---- EXTRACT TO READ

One of the simplest ways to get started in using the GPU is to use the NVBLAS functions from within Octave, the open source MATLAB clone.  Since Octave is dynamically linked to libblas.so, you can simply set the LD_PRELOAD environment variable to include libnvblas.so.  As the system loads Octave, the dynamic linking will automatically resolve the BLAS library routines using the higher priority routines from libnvblas.so.  Thus there is no need to recompile Octave.  MATLAB also supports the use of an NVIDIA GPU.  Similarly, support for using the GPU to handle basic linear algebra exists in Python, R, and Julia.

As it happens, the CUDA Toolkit also includes a drop-in replacement for the widely used FFTW library of routines for fast Fourier transforms.  I was able to use the CUDA library, libcufft.so, in the same way as libnvblas.so.

At this stage, I could run Octave with either OpenBLAS or NVBLAS + OpenBLAS for comparison purposes.  I could also substitute NVBLAS + OpenBLAS for OpenBLASs in any other program that dynamically linked to OpenBLAS.  In particular, I could use NVBLAS + OpenBLAS as a replacement for OpenBLAS in my CSDP solver without changes to the code and without evening having to recompile the code! 

Some quick testing revealed that using NVBLAS in this way didn't really improve the performance of CSDP.  This was likely because the code was spending most of its time computing Cholesky factorizations using a LAPACK routine.  Unfortunately, NVBLAS limits itself to various level 3 BLAS functions.  For the higher level functions in LAPACK, our choices are to either run the LAPACK code on the CPU and use the GPU for BLAS function calls or to look at other software libraries that directly implement LAPACK functions on the GPU. 

NVIDIA has a library called CUSOLVER which provides some functions for solving systems of equations.  MAGMA, developed at the University of Kentucky/Oak Ridge National Lab, offers LAPACK functionality on top of CUBLAS.  MAGMA can also be used with AMD Radeon graphics cards and Intel Knight's landing processorsViennaCL is another C++ package which offers high-level linear algebra routines that can make use of NVIDIA and AMD Radeon GPU's and Intel Knights Landing processors. 

I selected MAGMA and installed it on my system.  In comparison with NVIDIA's software, MAGMA isn't quite so well documented and supported, but I was able to build the library without too much trouble.

--------
---- EXTRACTED ENTRIES

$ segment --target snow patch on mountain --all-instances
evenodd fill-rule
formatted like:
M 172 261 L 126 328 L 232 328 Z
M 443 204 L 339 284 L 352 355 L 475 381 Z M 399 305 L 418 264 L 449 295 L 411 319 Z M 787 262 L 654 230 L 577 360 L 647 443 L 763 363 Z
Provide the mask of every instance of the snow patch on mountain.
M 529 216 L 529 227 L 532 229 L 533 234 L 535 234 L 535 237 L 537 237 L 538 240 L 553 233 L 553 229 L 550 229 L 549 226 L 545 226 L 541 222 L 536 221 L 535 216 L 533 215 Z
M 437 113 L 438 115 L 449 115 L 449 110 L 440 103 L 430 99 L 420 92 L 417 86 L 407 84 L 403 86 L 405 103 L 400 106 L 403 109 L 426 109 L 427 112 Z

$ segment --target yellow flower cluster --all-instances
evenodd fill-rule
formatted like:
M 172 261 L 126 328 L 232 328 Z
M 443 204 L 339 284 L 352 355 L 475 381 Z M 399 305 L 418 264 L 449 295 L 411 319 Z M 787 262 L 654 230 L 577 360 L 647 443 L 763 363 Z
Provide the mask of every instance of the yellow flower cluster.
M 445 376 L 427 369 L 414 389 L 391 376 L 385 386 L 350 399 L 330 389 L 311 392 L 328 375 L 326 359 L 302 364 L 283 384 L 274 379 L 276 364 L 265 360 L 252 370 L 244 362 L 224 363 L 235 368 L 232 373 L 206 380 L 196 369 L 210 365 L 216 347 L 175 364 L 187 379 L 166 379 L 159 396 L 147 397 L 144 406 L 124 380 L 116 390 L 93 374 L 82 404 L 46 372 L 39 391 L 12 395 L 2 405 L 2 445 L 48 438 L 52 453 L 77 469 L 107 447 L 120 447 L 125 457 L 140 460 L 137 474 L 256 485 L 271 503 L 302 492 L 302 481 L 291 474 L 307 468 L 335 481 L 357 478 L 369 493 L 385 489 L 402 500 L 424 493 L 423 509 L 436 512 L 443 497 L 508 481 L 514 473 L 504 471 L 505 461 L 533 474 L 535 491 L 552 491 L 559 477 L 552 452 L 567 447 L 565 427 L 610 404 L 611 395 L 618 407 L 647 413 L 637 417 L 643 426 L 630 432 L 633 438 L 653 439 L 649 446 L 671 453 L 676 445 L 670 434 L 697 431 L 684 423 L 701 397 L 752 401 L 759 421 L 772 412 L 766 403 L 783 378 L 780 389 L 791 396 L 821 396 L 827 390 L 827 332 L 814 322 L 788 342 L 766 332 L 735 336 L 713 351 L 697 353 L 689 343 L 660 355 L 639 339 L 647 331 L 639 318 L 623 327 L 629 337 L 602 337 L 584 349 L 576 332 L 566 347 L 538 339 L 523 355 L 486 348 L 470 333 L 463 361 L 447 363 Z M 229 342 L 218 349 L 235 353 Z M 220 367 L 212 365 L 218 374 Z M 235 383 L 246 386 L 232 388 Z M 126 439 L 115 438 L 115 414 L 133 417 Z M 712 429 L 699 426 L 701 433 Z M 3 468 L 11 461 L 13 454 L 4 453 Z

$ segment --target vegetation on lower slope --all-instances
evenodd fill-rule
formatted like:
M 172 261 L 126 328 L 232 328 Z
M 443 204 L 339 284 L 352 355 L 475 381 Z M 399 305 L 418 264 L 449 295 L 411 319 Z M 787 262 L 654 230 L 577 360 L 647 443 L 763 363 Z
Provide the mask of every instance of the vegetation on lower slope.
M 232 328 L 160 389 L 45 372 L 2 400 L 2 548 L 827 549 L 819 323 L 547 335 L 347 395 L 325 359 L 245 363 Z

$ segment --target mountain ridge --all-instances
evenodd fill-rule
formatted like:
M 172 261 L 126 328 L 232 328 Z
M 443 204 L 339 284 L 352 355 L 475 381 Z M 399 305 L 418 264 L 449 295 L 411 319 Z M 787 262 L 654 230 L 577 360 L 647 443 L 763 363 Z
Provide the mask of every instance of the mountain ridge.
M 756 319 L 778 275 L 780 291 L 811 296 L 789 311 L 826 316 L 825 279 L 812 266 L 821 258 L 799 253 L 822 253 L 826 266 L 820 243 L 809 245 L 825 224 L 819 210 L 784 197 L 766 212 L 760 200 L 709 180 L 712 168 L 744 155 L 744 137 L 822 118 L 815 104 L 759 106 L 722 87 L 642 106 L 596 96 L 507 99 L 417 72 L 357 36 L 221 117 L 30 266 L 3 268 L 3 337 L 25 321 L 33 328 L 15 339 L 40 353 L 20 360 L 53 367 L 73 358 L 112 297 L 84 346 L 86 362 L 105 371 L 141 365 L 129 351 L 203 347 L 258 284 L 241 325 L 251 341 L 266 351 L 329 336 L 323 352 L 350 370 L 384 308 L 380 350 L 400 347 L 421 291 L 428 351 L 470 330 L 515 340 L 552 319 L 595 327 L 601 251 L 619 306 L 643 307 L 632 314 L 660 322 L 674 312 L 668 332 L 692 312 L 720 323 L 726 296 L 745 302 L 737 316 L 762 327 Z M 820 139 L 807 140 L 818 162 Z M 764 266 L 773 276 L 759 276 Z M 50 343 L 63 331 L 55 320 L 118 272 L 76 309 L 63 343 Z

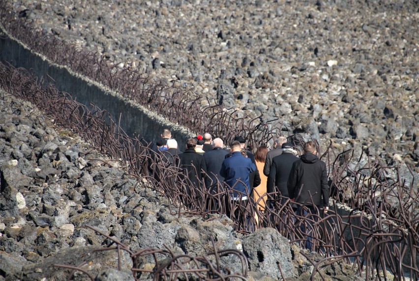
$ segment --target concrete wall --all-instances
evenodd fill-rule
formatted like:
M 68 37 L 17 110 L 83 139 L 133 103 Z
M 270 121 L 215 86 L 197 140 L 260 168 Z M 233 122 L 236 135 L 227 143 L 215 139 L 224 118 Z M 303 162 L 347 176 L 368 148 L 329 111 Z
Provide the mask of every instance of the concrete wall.
M 7 34 L 1 27 L 0 31 Z M 117 122 L 120 115 L 121 127 L 128 136 L 136 133 L 147 141 L 155 142 L 160 139 L 163 129 L 168 128 L 182 151 L 186 140 L 192 136 L 186 128 L 134 104 L 120 94 L 73 73 L 66 67 L 52 63 L 11 36 L 0 38 L 0 60 L 8 62 L 15 67 L 30 70 L 40 78 L 51 77 L 53 80 L 52 83 L 59 90 L 68 93 L 77 102 L 88 107 L 90 108 L 91 103 L 106 110 Z

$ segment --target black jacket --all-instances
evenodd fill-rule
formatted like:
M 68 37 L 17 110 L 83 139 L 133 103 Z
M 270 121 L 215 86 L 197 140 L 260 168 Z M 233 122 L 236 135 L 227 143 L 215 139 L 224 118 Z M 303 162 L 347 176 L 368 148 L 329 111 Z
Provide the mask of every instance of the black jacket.
M 205 151 L 206 152 L 210 151 L 212 150 L 212 145 L 211 145 L 210 143 L 204 143 L 202 146 L 202 150 Z
M 194 149 L 188 148 L 179 155 L 180 168 L 183 174 L 187 176 L 192 184 L 201 188 L 201 181 L 207 173 L 207 165 L 204 156 L 197 153 Z
M 205 184 L 207 187 L 216 183 L 217 178 L 220 182 L 224 180 L 224 178 L 220 175 L 220 170 L 225 156 L 228 154 L 228 151 L 219 146 L 216 146 L 213 149 L 204 153 L 208 174 L 205 179 Z
M 266 155 L 266 160 L 263 167 L 263 174 L 266 176 L 269 176 L 270 171 L 270 166 L 272 166 L 272 160 L 274 157 L 280 155 L 282 153 L 282 148 L 278 147 L 269 151 Z
M 289 197 L 287 183 L 293 164 L 299 159 L 294 153 L 288 152 L 273 157 L 268 177 L 268 193 L 279 191 L 282 196 Z
M 287 183 L 290 198 L 296 202 L 311 205 L 327 206 L 330 191 L 328 185 L 326 164 L 317 156 L 306 152 L 293 164 Z

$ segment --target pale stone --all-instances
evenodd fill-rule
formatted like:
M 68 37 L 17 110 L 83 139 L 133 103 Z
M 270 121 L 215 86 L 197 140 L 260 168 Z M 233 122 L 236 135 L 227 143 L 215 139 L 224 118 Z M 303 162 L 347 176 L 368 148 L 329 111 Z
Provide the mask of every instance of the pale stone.
M 20 192 L 16 194 L 16 202 L 18 209 L 23 209 L 26 207 L 26 201 L 25 200 L 25 197 Z
M 74 231 L 74 225 L 72 224 L 64 224 L 60 226 L 60 229 L 65 229 L 66 230 L 71 230 L 72 233 Z

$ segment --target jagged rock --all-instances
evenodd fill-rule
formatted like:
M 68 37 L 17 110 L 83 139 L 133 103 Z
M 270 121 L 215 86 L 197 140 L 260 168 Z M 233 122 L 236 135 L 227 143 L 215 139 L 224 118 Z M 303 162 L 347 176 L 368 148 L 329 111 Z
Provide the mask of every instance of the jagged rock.
M 276 280 L 282 278 L 280 266 L 286 278 L 296 273 L 288 239 L 270 228 L 258 229 L 243 239 L 243 251 L 247 256 L 250 270 L 263 272 Z
M 40 280 L 43 278 L 49 280 L 65 280 L 68 276 L 69 271 L 57 266 L 57 264 L 77 266 L 84 261 L 90 262 L 87 266 L 82 267 L 93 277 L 99 273 L 109 268 L 118 268 L 118 253 L 115 251 L 94 252 L 98 247 L 85 247 L 64 249 L 60 253 L 47 257 L 36 263 L 26 265 L 22 271 L 14 276 L 22 280 Z M 129 255 L 121 255 L 121 265 L 122 271 L 130 271 L 132 263 Z M 81 276 L 80 275 L 82 275 Z M 78 272 L 76 276 L 86 278 L 85 274 Z

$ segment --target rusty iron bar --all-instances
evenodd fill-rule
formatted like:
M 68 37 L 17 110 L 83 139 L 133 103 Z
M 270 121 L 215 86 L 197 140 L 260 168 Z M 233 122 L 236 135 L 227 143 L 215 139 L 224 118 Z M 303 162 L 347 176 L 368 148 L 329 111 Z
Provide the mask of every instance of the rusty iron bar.
M 329 159 L 329 176 L 332 179 L 331 198 L 361 215 L 351 213 L 349 216 L 340 215 L 335 208 L 334 211 L 329 211 L 326 218 L 317 214 L 302 217 L 293 210 L 296 203 L 288 201 L 281 204 L 280 200 L 274 200 L 281 198 L 280 195 L 276 194 L 261 195 L 274 201 L 273 208 L 267 208 L 262 212 L 256 204 L 248 202 L 244 205 L 229 200 L 228 188 L 225 188 L 222 183 L 214 183 L 211 187 L 215 193 L 210 192 L 208 188 L 194 188 L 179 167 L 168 166 L 167 159 L 150 149 L 150 143 L 140 136 L 127 136 L 107 112 L 94 105 L 88 108 L 73 101 L 68 94 L 60 92 L 53 85 L 43 87 L 43 84 L 42 80 L 38 81 L 23 69 L 0 65 L 0 84 L 4 89 L 32 102 L 53 116 L 56 124 L 71 128 L 99 151 L 118 160 L 120 166 L 126 167 L 127 172 L 134 175 L 139 182 L 153 188 L 172 202 L 169 206 L 172 214 L 199 215 L 209 218 L 211 214 L 225 214 L 227 210 L 237 210 L 236 214 L 230 212 L 228 215 L 237 231 L 249 233 L 257 228 L 273 227 L 300 245 L 309 233 L 296 227 L 295 222 L 298 222 L 297 225 L 312 225 L 310 235 L 316 252 L 344 256 L 348 261 L 351 253 L 356 251 L 359 255 L 355 259 L 354 268 L 359 273 L 370 277 L 388 268 L 397 278 L 402 278 L 406 270 L 411 279 L 419 276 L 416 262 L 419 251 L 419 193 L 413 183 L 407 187 L 398 177 L 390 180 L 386 178 L 386 172 L 398 172 L 397 167 L 383 167 L 376 161 L 368 161 L 366 167 L 359 167 L 362 154 L 357 160 L 353 159 L 353 151 L 336 155 L 329 146 L 322 157 Z M 157 90 L 153 90 L 155 93 Z M 185 100 L 183 104 L 189 106 Z M 223 112 L 224 115 L 219 117 L 215 109 L 211 109 L 211 118 L 217 122 L 231 121 L 261 140 L 268 140 L 272 136 L 266 129 L 269 124 L 261 125 L 263 130 L 252 131 L 250 128 L 253 127 L 246 127 L 245 118 L 233 122 L 231 114 Z M 223 125 L 220 129 L 223 130 L 226 139 L 234 137 L 234 131 L 228 126 Z M 352 163 L 356 165 L 351 168 Z M 204 186 L 204 182 L 201 184 Z M 245 195 L 248 195 L 242 196 Z M 398 203 L 398 208 L 394 208 L 394 202 Z M 361 227 L 357 225 L 357 220 Z M 349 237 L 348 241 L 345 235 Z M 409 249 L 410 253 L 406 249 Z M 410 259 L 406 264 L 403 260 L 409 257 Z

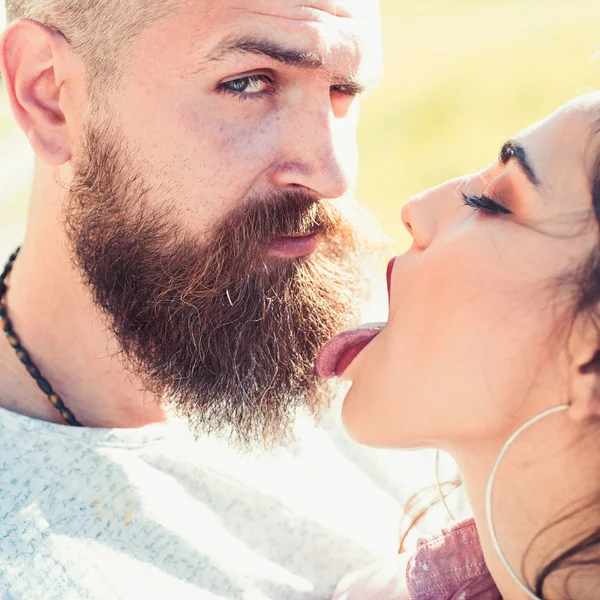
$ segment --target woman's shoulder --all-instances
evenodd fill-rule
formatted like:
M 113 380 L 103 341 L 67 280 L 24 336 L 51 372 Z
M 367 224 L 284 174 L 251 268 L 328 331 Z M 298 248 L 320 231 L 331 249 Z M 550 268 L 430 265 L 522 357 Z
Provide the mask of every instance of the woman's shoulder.
M 419 540 L 400 554 L 352 573 L 333 600 L 499 600 L 473 519 Z

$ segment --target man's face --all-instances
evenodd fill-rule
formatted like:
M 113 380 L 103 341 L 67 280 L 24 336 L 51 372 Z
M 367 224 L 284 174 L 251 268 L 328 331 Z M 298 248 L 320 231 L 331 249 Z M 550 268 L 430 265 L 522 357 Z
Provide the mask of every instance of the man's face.
M 366 5 L 189 2 L 92 99 L 77 262 L 130 365 L 198 429 L 272 439 L 318 408 L 314 358 L 353 315 L 365 247 L 341 198 L 379 70 Z
M 206 235 L 273 190 L 351 192 L 359 96 L 380 69 L 376 2 L 184 4 L 135 41 L 109 104 L 186 230 Z

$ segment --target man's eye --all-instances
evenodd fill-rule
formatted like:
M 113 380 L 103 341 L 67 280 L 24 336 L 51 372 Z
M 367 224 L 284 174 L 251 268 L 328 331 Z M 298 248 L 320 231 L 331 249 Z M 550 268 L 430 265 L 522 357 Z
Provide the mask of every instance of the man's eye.
M 466 206 L 475 210 L 487 213 L 489 215 L 512 215 L 512 211 L 506 206 L 499 204 L 495 200 L 488 198 L 485 194 L 482 196 L 472 196 L 471 194 L 462 194 Z
M 269 91 L 273 82 L 267 75 L 248 75 L 219 85 L 219 90 L 234 96 L 253 96 Z

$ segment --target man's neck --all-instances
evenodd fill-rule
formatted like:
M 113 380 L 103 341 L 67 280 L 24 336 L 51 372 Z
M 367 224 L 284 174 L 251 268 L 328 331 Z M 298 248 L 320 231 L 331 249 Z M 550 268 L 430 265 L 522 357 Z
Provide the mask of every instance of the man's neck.
M 28 233 L 8 280 L 9 318 L 34 364 L 85 426 L 141 427 L 164 421 L 156 397 L 143 390 L 118 354 L 68 255 L 60 222 L 59 186 L 37 186 Z M 0 406 L 62 423 L 56 409 L 0 336 Z

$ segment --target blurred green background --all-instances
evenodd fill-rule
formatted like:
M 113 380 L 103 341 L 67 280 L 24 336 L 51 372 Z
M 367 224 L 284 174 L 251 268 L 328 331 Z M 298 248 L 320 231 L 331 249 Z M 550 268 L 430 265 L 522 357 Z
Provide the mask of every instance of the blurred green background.
M 402 249 L 404 200 L 483 167 L 519 129 L 600 87 L 600 2 L 383 0 L 382 10 L 386 76 L 363 107 L 358 195 Z M 21 235 L 30 171 L 0 96 L 2 247 Z

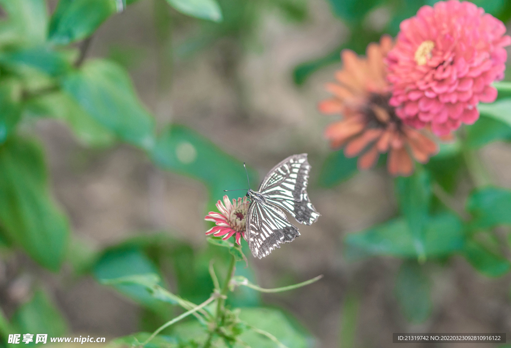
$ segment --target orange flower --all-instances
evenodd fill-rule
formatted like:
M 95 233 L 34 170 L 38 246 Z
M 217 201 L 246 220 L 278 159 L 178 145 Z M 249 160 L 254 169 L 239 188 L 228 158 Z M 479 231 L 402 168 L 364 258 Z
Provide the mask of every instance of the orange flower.
M 346 157 L 359 156 L 359 169 L 370 168 L 380 154 L 388 152 L 389 172 L 406 176 L 413 171 L 411 157 L 426 163 L 438 147 L 422 133 L 403 123 L 388 104 L 391 92 L 384 58 L 392 45 L 391 38 L 384 36 L 379 44 L 367 46 L 367 58 L 343 51 L 344 66 L 335 74 L 337 83 L 326 86 L 334 96 L 321 102 L 319 109 L 325 114 L 343 115 L 327 128 L 325 137 L 332 147 L 344 146 Z

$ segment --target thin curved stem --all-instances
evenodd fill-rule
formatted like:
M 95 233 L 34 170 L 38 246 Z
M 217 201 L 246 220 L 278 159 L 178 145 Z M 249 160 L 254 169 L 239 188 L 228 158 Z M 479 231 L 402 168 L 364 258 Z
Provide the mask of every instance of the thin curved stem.
M 308 285 L 310 284 L 312 284 L 314 282 L 317 282 L 322 278 L 323 275 L 320 275 L 317 277 L 312 278 L 312 279 L 306 280 L 305 282 L 302 282 L 301 283 L 298 283 L 298 284 L 293 284 L 293 285 L 283 286 L 280 288 L 274 288 L 273 289 L 264 289 L 263 288 L 260 287 L 257 285 L 252 284 L 249 282 L 248 280 L 246 278 L 244 278 L 241 281 L 234 281 L 237 285 L 243 285 L 248 288 L 250 288 L 250 289 L 253 289 L 254 290 L 257 290 L 258 291 L 261 291 L 261 292 L 281 292 L 282 291 L 287 291 L 290 290 L 293 290 L 293 289 L 296 289 L 297 288 L 301 287 L 302 286 Z
M 164 329 L 166 329 L 167 328 L 168 328 L 169 326 L 170 326 L 172 324 L 174 324 L 175 322 L 177 322 L 177 321 L 179 321 L 179 320 L 180 320 L 181 319 L 185 318 L 186 317 L 188 316 L 190 314 L 192 314 L 195 313 L 195 312 L 196 312 L 197 311 L 199 310 L 201 308 L 205 307 L 205 306 L 206 306 L 208 304 L 210 304 L 211 302 L 213 302 L 217 297 L 218 297 L 217 295 L 216 295 L 216 294 L 214 294 L 209 299 L 208 299 L 207 300 L 206 300 L 204 302 L 203 302 L 202 303 L 200 304 L 200 305 L 199 305 L 198 306 L 197 306 L 197 307 L 196 307 L 194 309 L 191 309 L 190 310 L 188 311 L 188 312 L 185 312 L 184 313 L 183 313 L 183 314 L 181 314 L 180 315 L 178 315 L 178 316 L 176 316 L 175 318 L 174 318 L 172 320 L 170 320 L 169 321 L 167 321 L 165 324 L 164 324 L 163 325 L 162 325 L 161 326 L 160 326 L 159 328 L 158 328 L 156 330 L 156 331 L 155 331 L 154 332 L 153 332 L 153 334 L 152 334 L 152 335 L 151 335 L 151 336 L 150 336 L 149 337 L 149 338 L 148 338 L 147 339 L 146 339 L 145 340 L 145 341 L 144 342 L 144 343 L 142 343 L 142 345 L 143 346 L 145 345 L 146 344 L 147 344 L 147 343 L 148 343 L 149 342 L 150 342 L 151 340 L 153 338 L 154 338 L 156 336 L 156 335 L 157 335 L 160 332 L 161 332 L 161 331 L 163 330 Z

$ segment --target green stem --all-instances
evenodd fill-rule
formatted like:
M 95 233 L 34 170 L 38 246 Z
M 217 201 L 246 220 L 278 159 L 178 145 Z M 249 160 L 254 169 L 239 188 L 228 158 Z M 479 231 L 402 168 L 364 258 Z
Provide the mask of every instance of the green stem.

--------

**STATED GOAL A:**
In the passage on using the GPU for linear algebra, which CUDA Toolkit library did the writer use in place of the FFTW library?
**STATED GOAL B:**
Summarize the passage on using the GPU for linear algebra in two sentences.
**STATED GOAL C:**
Continue the passage on using the GPU for linear algebra from its last sentence.

**TASK OUTPUT A:**
The writer used libcufft.so.

**TASK OUTPUT B:**
Preloading libnvblas.so lets dynamically linked programs such as Octave use NVBLAS on the GPU without recompiling, but this did not really speed up the CSDP solver, because it spent most of its time on Cholesky factorizations in a LAPACK routine and NVBLAS covers only level 3 BLAS functions. Libraries such as CUSOLVER, MAGMA and ViennaCL offer higher-level routines on the GPU, and the writer chose MAGMA and built it without much trouble.

**TASK OUTPUT C:**
Computational Experiments

The following computational experiments were performed on a Linux system with an Intel Xeon E5-1630v4 processor and 32 gigabytes of RAM.  The memory bandwidth is approximately 80 GB/s.  For this Broadwell processor, the maximum single precision performance is 32 flops per cycle times 3.7 Ghz clock rate times 4 cores, or 474 GFLOPS.  The maximum possible double precision performance is 16 flops per cycle times 3.7 Ghz clock times times 4 cores, or 237 GFLOPS. 

The GPU is an NVIDIA Quadro P4000 with 8 gigabytes of GDDR5 RAM.  The memory bandwidth is 240 GB/s (about 4 times higher than the CPU.)  This GPU has a maximum possible single precision performance of 5304 GFLOPS.  Double precision maximum possible performance on GeForce and Quadro GPU's is limited to 1/32 of the single precision performance (about 170 GFLOPS for the P4000.) 

The PCIe bus between the CPU and GPU has a bandwidth of about 12 GB/s, which is much lower than the main memory bandwidth or the memory bandwidth on the GPU.  Thus it's important to minimize copying of data back and forth from the CPU to the GPU and maximize the amount of computing done on data in the GPU. 

Knowing that the GPU was likely to be most helpful for linear algebra tasks that required O(n^3) work on O(n^2) data such as matrix multiplication and Cholesky factorization and that the single precision floating performance was likely to be much higher than the double precision performance, I first tested the BLAS matrix multiplication routine SGEMM().  Figure 1 shows the performance in GFLOPS for matrices of size n by n, using the OpenBLAS implementation of SGEMM() on the CPU and using MAGMA on the GPU.  Using the MAGMA routine, the GPU is much faster then the CPU even at small sizes of N=500.  OpenBLAS on the CPU achieves a respectable 70% of the maximum possible performance.  The GPU also achieves about 70% of the maximum possible performance, but only for much larger values of N. 

Figure 1: Performance of OpenBLAS and MAGMA SGEMM() routines.

Next, we tested the performance of OpenBLAS vs. MAGMA on the Cholesky factorization routine SPOTRF().  The results are shown in Figure 2.  Again, the GPU using the MAGMA routine is much faster than the CPU for larger matrices, but for smaller matrices the CPU is faster, with a crossover at roughly N=7000.  Again, both the CPU and GPU achieve roughly 70% of the maximum possible performance, but the GPU achieves this only for very large values of N. 

Figure 2: Performance of OpenBLAS and MAGMA SPOTRF() Routines.


Figures 3 and 4 compare the performance of the CPU and GPU on Double Precision matrices.  Again, the OpenBLAS routine achieves roughly 70% of the maximum possible performance on the CPU.  The GPU achieves nearly the maximum possible performance.  The GPU is roughly 20% faster than the CPU, but only for quite large matrices (around N=3000 for DGEMM() and N=13000 for DPOTRF().) 


Figure 3: Performance of OpenBLAS and MAGMA DGEMM() Routines.




Figure 4: Performance of OpenBLAS and MAGMA DPOTRF() Routines.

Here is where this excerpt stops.